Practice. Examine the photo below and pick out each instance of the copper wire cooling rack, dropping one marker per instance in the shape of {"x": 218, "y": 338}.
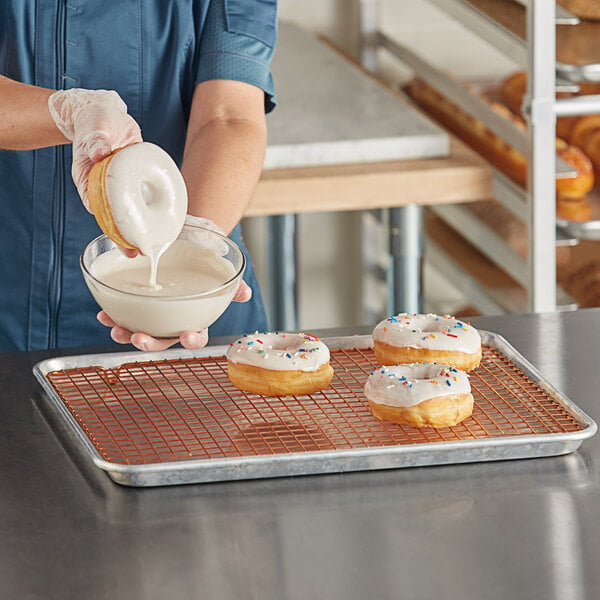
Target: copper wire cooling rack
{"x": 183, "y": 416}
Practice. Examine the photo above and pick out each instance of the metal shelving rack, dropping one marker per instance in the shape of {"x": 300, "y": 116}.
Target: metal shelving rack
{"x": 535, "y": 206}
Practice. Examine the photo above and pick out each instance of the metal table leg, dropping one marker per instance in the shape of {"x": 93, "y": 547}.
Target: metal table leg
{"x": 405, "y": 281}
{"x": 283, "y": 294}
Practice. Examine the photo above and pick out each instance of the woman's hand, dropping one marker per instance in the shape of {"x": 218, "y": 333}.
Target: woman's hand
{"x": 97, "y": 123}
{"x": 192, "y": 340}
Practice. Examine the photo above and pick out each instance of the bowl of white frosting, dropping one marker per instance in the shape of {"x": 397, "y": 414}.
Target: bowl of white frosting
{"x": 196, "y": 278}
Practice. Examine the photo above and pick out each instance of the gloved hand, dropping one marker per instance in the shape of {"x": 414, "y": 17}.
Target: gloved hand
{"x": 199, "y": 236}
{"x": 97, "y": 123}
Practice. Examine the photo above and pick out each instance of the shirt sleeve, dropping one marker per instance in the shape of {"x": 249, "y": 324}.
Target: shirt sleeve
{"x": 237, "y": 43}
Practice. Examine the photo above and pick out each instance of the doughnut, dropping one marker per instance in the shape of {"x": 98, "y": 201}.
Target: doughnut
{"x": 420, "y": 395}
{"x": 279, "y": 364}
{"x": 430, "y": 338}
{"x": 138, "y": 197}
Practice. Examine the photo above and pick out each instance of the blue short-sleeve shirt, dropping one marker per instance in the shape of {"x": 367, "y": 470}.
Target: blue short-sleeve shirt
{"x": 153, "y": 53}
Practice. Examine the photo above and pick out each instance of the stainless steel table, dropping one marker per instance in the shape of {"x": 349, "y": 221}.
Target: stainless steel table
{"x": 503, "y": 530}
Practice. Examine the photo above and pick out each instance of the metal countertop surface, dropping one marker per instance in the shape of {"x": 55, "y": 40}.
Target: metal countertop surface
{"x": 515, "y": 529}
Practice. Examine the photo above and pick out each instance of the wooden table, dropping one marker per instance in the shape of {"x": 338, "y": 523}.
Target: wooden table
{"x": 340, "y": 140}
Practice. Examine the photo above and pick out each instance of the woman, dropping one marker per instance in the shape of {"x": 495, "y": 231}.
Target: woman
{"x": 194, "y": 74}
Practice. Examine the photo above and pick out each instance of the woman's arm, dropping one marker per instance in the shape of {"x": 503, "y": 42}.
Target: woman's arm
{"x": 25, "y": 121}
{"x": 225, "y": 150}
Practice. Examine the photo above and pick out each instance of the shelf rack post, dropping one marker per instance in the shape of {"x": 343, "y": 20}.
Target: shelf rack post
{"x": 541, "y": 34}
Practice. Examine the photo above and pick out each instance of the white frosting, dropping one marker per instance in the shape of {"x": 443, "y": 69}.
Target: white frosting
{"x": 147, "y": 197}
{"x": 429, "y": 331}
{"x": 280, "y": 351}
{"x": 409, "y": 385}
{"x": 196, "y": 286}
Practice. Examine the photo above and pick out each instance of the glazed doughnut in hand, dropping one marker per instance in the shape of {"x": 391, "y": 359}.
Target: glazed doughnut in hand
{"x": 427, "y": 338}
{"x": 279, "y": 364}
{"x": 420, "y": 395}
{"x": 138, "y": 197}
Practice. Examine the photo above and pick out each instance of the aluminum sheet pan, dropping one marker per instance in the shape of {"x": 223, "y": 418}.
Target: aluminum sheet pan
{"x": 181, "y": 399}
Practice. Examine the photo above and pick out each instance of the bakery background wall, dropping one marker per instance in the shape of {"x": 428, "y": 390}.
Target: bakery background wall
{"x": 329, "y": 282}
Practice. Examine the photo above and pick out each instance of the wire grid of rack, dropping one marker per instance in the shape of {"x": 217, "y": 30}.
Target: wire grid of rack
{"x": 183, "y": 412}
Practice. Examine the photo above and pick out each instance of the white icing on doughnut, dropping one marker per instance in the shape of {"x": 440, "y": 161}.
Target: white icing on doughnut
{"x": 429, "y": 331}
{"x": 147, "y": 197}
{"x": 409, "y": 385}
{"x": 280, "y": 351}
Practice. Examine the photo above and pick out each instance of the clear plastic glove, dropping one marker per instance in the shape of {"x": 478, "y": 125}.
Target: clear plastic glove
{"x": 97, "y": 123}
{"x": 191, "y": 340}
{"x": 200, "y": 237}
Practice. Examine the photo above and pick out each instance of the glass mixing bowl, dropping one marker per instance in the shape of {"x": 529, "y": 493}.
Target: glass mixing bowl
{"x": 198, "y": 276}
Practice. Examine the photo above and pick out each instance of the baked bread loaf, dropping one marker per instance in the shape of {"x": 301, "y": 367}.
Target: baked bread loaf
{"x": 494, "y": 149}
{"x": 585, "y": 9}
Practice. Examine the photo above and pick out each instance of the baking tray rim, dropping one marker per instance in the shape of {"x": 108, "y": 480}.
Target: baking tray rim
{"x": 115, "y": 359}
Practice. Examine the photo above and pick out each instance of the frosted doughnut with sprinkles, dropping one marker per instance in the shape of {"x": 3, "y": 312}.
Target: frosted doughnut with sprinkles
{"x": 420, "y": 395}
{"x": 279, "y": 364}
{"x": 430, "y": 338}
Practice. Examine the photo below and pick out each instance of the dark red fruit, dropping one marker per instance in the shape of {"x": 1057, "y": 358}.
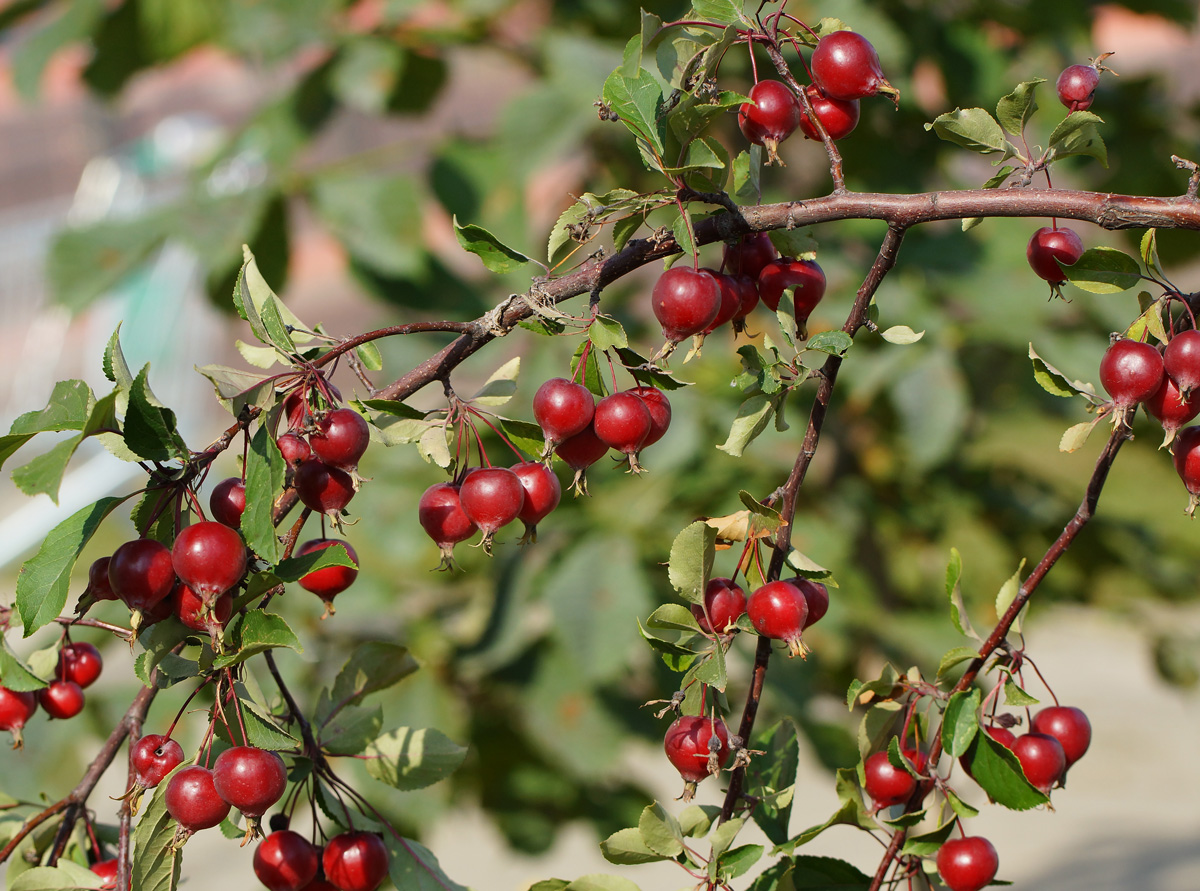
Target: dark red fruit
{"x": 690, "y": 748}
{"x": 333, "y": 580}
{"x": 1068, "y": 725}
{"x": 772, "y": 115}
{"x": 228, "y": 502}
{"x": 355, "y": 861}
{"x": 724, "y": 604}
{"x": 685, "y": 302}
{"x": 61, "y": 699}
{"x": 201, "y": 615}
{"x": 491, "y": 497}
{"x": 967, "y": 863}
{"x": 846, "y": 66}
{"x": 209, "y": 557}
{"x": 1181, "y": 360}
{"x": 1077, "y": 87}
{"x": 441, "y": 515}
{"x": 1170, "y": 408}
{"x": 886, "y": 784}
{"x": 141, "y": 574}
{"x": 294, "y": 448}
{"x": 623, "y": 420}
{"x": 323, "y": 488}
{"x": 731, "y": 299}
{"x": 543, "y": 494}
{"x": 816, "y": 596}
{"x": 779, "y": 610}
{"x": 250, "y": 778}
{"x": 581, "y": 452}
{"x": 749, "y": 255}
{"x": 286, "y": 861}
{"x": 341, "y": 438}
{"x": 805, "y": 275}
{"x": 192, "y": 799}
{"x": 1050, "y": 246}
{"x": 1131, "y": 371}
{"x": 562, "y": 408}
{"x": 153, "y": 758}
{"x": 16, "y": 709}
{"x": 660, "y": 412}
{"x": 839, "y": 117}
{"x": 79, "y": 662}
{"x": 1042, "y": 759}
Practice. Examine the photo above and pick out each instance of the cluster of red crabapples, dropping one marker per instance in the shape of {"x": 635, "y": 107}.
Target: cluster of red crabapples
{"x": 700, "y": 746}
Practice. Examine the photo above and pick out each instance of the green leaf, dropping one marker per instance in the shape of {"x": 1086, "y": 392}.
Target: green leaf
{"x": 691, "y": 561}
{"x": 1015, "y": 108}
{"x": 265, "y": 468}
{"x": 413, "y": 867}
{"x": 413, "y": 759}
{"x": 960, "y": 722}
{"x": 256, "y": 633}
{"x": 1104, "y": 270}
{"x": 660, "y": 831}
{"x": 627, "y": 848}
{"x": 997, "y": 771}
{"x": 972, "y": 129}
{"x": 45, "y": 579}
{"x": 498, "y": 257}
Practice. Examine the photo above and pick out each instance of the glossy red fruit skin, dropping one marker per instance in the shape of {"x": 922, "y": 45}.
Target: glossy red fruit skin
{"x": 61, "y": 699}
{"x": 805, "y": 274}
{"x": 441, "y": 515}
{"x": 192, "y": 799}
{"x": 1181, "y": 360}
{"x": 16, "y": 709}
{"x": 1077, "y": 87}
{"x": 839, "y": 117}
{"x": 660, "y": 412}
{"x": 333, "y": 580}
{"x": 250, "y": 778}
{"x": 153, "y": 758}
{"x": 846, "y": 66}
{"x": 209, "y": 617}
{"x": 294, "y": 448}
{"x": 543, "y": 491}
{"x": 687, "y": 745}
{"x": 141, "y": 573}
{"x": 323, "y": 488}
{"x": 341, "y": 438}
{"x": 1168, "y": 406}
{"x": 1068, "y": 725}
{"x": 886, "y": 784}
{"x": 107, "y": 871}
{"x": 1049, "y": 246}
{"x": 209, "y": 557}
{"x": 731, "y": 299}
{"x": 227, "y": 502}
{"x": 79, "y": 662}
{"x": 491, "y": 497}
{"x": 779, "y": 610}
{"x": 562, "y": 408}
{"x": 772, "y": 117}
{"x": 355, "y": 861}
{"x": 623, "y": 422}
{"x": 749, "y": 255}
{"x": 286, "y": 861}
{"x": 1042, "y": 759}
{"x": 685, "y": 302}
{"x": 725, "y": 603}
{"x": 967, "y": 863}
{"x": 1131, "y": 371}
________
- **WHAT TO WORK ON**: Whenever a line in the listing above includes the word "below", return that line.

- **SOLUTION**:
Practice. Examine the photo below and pick out each instance of the copper wire cooling rack, dropping one marker per instance in the shape of {"x": 218, "y": 338}.
Practice. Examine the photo below and pick out each instance of the dark red fruit, dropping one marker per instance in the shape of {"x": 1057, "y": 358}.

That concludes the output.